Although one of the most commonly mutated genes in human cancer, the KRAS gene has proven difficult to successfully target. A recent study published in Cell Reports has highlighted a potential new way of targeting this genetic aberration in KRAS-driven lung cancer.
The investigating team from UT Southewestern Medical Center (TX, USA) observed the biology of KRAS in lung cancer and determined that activity of the ACSL3 gene is critical for survival of malignant cells. Subsequently, they determined that suppression of ACSL3 resulted in cancer cell death.
Mutations in the KRAS gene are found in approximately 30% of all lung cancer cases and are associated with aggressive, therapy-resistant disease with a poor prognosis.
“Despite some recent advances, mutant KRAS remains a very challenging target. There is a dearth of treatment options for tumors initiated by this gene,” commented senior author Pier Paolo Scaglioni of the Harold C. Simmons Comprehensive Cancer Center at Southwestern.

▶ **Exercise set**
1. Answer these about the article on KRAS in lung cancer:
(a) In which journal was the study published?
(b) Which gene's activity did the investigating team find critical for the survival of malignant cells?
(c) In about what share of all lung cancer cases are KRAS mutations found?
2. Please write the next few sentences of the article on KRAS in lung cancer, starting after its final line.

▶ **Listed records**
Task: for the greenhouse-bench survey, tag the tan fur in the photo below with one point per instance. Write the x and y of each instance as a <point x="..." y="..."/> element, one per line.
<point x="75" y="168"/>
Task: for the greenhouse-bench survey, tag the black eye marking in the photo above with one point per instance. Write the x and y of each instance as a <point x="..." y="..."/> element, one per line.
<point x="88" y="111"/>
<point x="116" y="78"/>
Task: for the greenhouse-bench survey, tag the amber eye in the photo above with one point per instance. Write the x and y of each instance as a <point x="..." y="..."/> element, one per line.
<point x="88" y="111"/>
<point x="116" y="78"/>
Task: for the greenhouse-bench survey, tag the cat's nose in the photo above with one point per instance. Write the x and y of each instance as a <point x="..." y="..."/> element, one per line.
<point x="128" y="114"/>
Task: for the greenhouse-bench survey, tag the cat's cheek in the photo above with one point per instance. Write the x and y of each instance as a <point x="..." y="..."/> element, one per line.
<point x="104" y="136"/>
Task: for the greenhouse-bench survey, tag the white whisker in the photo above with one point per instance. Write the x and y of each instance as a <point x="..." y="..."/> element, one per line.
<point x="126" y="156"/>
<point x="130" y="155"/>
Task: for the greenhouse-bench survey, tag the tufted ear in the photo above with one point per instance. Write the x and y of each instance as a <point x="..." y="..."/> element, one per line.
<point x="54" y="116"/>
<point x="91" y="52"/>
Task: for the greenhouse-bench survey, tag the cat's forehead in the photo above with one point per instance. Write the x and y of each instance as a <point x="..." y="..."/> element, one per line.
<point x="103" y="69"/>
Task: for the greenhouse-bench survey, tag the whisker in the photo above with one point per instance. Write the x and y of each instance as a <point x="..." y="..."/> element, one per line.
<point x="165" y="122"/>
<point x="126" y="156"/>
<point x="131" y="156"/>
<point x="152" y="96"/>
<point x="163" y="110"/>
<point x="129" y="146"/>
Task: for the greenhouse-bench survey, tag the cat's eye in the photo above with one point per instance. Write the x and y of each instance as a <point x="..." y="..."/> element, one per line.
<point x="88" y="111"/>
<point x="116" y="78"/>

▶ **Responses to the exercise**
1.
(a) Cell Reports
(b) ACSL3
(c) Approximately 30%

2.
Using cell lines, mice, and human patient tumor samples, the team found that the enzymatic activity of ACSL3 is needed for the mutant KRAS gene to promote the formation of lung cancer, and further demonstrated that fatty acids, which are the substrates of ACSL3 enzyme, play a critical role in lung cancer.
“There is an urgent need for discovery of additional targets that inhibit lipid metabolism in cancer cells that could lead to targeted therapies: the discovery of the importance of ACSL3 in lung cancer meets this unmet need,” reported Mahesh S Padanad, first author from UT Southwestern.